* Problem: In the answer, give only the lines from the one containing "of the orange" to the end of the listing below, each reproduced word for word.

* Data:
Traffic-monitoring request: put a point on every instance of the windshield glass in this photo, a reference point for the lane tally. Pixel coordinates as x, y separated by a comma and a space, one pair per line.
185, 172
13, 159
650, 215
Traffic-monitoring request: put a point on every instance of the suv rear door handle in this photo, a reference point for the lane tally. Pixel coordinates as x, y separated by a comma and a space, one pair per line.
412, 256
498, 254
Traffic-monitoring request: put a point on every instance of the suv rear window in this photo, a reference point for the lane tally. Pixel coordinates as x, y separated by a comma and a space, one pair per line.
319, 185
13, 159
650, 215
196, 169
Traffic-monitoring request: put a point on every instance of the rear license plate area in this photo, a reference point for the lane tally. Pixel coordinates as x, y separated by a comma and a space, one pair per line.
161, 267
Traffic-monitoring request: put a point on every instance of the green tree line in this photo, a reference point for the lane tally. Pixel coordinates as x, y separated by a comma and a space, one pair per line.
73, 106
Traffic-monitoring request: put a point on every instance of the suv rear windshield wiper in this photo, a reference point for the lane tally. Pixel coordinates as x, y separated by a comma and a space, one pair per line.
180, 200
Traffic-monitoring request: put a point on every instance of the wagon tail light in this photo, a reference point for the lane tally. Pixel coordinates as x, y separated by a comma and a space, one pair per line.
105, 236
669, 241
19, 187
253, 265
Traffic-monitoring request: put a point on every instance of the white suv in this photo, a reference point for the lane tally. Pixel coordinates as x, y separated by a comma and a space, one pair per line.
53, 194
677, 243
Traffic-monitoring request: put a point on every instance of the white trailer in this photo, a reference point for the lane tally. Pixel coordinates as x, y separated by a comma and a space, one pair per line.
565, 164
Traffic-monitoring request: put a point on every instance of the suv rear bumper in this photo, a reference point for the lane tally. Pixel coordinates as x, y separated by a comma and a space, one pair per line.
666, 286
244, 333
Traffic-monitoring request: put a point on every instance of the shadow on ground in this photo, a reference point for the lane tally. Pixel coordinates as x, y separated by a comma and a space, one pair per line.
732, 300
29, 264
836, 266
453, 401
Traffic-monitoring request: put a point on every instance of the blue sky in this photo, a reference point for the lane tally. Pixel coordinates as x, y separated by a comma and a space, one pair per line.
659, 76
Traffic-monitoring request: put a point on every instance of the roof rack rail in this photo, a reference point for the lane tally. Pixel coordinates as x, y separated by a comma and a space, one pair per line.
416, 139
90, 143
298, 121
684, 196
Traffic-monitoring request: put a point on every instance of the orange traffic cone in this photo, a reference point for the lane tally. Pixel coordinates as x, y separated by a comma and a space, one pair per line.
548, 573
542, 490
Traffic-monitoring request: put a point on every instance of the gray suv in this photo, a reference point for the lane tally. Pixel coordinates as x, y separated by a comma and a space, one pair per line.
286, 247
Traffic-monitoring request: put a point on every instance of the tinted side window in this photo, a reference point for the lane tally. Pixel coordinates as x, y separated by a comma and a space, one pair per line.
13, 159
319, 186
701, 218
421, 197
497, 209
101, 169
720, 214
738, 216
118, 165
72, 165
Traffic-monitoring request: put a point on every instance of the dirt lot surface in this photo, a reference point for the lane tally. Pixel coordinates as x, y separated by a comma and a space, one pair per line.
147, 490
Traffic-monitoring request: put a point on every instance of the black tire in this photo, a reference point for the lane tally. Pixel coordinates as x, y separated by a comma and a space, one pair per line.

* Written answer:
Traffic-monitoring request: put a point on every instance of the orange traffic cone in this photo, a reference point for the lane tally. Pixel coordinates as x, y separated by a comma and a space, one pair per line.
548, 573
542, 490
Traffic-monitoring request: put a point on every instance of the gray suv in this photo, a reference point for the lane tally. Pixel coordinates as x, y separated by a comma and a space, one pair per line.
286, 247
Traffic-monitoring request: put a point on every instance of the tinted side window in this photo, a reference point for the lane tally. Pixel coordinates as x, y separated by a comma and a space, one pair per line.
13, 159
319, 186
701, 218
421, 197
497, 209
101, 169
720, 214
738, 216
118, 165
72, 165
Traffic-monitoring request: put a point on every instance of the dirt lot surface in this photo, a reference point for the lane tally. Pixel coordinates as x, y separated by a comma and a space, one pair per line.
147, 490
Traffic-monitoring request: put a point on every instance of the black tire in this photo, a reference point for the lane tally. Pixel coordinates as x, y separated by a comma and a space, one pair per line.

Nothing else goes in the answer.